Task
Count the lines in the records below that contain the string "side". Reply with that number only.

Recorded information
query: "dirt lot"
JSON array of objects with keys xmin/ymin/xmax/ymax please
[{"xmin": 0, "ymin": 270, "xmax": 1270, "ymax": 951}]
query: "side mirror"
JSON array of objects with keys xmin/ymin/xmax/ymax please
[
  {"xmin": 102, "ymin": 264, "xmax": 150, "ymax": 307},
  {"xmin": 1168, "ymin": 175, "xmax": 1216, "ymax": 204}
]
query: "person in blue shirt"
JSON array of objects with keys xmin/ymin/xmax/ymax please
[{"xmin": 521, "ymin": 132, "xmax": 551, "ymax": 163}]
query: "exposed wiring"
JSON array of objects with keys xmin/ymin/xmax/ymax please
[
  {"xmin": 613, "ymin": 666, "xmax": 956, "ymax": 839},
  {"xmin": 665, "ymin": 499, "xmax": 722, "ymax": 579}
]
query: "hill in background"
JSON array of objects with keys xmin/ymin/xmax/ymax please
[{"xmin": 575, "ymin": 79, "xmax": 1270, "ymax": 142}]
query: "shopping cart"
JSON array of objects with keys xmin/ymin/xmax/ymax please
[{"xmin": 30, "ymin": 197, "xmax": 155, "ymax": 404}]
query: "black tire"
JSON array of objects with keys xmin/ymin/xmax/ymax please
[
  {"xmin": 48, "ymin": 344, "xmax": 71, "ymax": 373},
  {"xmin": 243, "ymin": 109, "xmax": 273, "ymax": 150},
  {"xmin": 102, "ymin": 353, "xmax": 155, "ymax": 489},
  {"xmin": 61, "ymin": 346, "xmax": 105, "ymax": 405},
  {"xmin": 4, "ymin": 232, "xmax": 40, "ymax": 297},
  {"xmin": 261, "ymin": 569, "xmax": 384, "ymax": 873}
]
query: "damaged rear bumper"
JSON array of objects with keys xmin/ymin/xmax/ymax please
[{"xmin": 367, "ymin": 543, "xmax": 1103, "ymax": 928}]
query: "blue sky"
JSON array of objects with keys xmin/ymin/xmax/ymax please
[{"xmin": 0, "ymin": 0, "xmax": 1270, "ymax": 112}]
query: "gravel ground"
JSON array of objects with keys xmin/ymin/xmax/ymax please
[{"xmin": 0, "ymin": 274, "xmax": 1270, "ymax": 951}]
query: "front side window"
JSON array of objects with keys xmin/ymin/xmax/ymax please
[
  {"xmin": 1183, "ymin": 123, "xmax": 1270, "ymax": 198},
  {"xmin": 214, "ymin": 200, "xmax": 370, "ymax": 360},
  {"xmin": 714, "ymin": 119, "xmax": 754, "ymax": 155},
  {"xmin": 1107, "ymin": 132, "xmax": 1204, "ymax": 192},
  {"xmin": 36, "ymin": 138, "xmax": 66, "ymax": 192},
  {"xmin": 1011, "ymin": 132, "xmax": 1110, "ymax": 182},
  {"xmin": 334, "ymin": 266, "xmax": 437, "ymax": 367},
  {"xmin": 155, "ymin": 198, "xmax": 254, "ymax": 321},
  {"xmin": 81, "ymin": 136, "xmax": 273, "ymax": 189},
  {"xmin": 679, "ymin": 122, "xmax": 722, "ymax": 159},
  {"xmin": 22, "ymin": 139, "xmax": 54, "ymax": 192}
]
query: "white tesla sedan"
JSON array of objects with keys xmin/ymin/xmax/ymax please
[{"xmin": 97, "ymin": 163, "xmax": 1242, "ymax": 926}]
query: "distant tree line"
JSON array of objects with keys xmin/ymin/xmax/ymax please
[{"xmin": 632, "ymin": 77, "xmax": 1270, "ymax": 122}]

Exercise solution
2